:: Excerpted passage

There is also an on-going refactoring to move globals into
_PyRuntimeState and PyInterpreterState: change needed to support
subinterpreters, see Eric Snow's PEP 554.
> One feature that I think is missing from the proposal (and this is
> related to the previous paragraph) is the ability to prevent config
> fallback to things that aren't PyConfig and PyPreConfig. There is
> `PyConfig.parse_argv` to disable command argument parsing and
> `PyConfig.use_environment` to disable environment variable fallback. But
> AFAICT there is no option to disable configuration file fallback nor
> global variable fallback.
If you embed Python, you control global configuration variables, no? I
chose to design PyConfig to inherit global configuration variables
because it allows to support both ways to configure Python using a
single implementation.
Would you prefer an explicit PyConfig_SetDefaults(config) which would
completely ignore global configuration variables?
See Lib/test/test_embed.py unit tests which uses Programs/_testembed.c:
https://github.com/python/cpython/blob/master/Programs/_testembed.c
python._pth (Windows only), pybuilddir.txt (Unix only) and pyvenv.cfg
configuration files are only used by the function building the "Path
Configuration".

::::
:: Supplied information

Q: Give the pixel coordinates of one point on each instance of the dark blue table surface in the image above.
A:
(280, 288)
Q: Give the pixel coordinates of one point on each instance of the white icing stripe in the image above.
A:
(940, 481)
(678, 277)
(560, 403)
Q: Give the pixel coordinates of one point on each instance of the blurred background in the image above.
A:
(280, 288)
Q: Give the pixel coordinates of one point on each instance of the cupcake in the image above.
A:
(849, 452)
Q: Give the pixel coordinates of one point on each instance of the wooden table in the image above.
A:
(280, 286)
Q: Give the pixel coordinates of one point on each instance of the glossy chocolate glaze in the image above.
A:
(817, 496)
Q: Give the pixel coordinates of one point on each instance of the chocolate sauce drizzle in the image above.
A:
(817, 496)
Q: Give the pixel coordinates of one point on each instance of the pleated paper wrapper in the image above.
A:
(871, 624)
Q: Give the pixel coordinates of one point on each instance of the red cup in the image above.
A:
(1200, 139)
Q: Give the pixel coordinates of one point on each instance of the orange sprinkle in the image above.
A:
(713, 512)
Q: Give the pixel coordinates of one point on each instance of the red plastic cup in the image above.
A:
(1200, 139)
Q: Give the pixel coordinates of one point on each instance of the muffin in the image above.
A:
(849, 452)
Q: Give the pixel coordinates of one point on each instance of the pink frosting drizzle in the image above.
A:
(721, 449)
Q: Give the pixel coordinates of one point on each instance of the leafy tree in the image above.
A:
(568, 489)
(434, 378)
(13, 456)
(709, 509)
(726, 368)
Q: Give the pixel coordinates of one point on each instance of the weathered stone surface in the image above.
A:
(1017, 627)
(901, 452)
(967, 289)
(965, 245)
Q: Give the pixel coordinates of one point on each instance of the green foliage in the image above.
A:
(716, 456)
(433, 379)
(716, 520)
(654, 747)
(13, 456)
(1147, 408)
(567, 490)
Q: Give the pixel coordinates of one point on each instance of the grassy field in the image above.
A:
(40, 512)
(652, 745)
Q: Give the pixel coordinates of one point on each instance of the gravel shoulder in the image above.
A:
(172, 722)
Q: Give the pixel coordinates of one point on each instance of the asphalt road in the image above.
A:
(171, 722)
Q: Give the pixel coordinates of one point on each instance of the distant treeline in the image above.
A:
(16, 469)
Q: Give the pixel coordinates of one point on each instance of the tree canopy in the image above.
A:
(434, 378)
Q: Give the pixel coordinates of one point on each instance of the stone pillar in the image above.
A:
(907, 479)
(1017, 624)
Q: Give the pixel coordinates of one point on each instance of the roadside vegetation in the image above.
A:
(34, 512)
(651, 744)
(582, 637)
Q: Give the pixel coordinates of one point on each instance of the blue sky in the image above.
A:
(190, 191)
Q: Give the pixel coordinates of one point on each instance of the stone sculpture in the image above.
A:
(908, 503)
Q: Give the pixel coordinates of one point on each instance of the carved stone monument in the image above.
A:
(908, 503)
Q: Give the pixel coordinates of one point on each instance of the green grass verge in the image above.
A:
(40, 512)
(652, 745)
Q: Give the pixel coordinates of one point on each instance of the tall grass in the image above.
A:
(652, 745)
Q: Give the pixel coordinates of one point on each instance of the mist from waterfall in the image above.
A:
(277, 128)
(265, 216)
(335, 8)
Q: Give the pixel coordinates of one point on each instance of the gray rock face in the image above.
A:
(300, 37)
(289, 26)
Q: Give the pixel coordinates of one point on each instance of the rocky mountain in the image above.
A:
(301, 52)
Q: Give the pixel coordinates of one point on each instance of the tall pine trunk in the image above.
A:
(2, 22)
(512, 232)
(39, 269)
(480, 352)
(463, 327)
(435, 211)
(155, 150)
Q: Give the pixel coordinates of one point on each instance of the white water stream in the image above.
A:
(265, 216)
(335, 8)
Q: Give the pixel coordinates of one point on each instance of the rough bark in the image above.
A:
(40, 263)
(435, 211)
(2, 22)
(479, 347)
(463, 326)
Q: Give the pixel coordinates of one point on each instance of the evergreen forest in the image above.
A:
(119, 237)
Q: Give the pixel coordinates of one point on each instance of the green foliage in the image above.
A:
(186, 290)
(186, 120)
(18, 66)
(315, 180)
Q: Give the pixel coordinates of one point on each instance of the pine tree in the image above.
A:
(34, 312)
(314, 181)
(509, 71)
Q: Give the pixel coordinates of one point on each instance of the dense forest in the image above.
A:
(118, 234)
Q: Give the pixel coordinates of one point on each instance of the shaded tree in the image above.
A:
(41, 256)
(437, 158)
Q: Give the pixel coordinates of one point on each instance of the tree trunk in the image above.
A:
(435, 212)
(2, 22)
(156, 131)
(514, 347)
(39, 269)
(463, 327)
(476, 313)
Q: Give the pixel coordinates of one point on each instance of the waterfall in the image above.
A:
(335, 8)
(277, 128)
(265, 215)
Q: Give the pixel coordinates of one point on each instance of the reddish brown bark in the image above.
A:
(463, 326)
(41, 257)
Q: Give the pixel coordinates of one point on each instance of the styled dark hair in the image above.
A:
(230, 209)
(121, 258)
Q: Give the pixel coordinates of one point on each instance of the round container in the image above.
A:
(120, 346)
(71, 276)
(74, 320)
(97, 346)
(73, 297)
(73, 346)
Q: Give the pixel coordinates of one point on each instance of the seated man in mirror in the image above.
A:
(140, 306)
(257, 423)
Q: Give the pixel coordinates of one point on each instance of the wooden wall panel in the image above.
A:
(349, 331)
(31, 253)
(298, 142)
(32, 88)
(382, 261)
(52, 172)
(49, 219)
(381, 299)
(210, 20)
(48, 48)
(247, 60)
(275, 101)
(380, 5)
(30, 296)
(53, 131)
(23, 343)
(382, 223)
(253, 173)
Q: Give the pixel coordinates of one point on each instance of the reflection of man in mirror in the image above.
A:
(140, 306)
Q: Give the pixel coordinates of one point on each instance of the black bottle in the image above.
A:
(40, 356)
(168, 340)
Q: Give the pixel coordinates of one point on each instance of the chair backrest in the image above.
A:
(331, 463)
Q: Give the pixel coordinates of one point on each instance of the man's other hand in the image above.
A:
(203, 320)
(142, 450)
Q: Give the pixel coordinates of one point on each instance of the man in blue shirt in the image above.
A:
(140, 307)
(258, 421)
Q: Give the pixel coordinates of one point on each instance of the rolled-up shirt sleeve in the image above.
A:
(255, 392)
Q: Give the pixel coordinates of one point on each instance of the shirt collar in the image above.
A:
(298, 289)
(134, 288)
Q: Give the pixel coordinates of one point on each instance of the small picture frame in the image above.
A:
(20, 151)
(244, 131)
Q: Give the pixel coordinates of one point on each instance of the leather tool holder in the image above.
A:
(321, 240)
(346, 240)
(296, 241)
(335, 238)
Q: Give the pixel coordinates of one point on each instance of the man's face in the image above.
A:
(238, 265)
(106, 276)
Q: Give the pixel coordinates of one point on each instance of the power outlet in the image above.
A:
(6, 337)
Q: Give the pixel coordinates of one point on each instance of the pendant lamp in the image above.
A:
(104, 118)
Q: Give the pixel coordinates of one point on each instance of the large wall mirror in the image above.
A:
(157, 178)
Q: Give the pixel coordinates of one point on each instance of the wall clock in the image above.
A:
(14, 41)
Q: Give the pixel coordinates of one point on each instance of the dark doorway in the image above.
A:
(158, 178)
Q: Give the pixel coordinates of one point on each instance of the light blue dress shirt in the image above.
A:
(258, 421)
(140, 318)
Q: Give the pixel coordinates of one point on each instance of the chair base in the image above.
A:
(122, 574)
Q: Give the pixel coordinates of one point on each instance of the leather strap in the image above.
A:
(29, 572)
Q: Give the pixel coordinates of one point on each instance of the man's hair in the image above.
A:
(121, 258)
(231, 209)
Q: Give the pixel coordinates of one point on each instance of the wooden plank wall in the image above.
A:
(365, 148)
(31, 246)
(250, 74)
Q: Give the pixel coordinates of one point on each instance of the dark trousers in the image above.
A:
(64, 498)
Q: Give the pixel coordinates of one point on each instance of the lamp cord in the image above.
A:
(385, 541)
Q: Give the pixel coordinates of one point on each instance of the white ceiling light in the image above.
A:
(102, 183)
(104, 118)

::::

_Written task_.
Decide whether each statement below agrees with the Python configuration passage, and answer yes or no for each, quoting the words from the passage that settle it.
(a) `PyConfig.use_environment` turns off the fallback to environment variables.
(b) The file pybuilddir.txt is used only on Windows.
(c) PyConfig was designed to ignore global configuration variables.

_Solution to this task_.
(a) Yes: "`PyConfig.use_environment` to disable environment variable fallback"
(b) No: "pybuilddir.txt (Unix only)"
(c) No: "I chose to design PyConfig to inherit global configuration variables"